# PROBLEM STATEMENT
Determine how many lines in the rows below contain the string "woman". State only that number.

# DATA FOR THE TASK

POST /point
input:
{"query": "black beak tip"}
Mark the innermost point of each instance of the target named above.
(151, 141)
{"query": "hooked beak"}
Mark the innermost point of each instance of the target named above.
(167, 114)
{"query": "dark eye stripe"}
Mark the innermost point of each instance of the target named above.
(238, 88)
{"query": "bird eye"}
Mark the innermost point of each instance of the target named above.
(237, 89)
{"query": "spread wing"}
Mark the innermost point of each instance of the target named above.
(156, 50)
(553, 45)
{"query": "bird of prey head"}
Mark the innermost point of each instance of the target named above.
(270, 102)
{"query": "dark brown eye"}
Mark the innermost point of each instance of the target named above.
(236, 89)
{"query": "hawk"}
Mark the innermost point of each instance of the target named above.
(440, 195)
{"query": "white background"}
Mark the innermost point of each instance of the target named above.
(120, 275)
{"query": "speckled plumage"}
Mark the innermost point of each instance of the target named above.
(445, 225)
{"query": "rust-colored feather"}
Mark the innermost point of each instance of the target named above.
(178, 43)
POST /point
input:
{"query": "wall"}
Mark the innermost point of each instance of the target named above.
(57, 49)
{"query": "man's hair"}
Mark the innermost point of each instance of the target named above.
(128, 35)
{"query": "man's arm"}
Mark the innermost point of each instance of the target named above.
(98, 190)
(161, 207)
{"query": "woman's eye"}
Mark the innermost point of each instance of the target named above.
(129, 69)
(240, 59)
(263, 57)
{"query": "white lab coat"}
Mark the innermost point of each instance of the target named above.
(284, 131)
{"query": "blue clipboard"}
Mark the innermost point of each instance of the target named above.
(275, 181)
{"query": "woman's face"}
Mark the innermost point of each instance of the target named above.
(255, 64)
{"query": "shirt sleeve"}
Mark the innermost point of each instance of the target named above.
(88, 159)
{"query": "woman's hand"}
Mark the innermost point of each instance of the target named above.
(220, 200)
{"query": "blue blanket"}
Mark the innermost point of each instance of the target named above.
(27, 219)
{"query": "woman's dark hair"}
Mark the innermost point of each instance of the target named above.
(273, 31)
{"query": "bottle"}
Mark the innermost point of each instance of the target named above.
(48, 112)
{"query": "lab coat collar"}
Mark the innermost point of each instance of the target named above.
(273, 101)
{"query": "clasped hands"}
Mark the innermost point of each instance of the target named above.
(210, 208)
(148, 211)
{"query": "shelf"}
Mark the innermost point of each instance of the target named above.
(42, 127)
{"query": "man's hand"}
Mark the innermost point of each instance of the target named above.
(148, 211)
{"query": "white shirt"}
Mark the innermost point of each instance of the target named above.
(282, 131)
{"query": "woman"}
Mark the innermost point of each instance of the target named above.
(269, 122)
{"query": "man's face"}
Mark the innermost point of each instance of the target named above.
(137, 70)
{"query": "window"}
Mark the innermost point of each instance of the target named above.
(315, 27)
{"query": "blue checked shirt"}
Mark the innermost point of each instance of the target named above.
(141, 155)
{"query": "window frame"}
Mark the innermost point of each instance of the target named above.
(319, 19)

# RESULT
5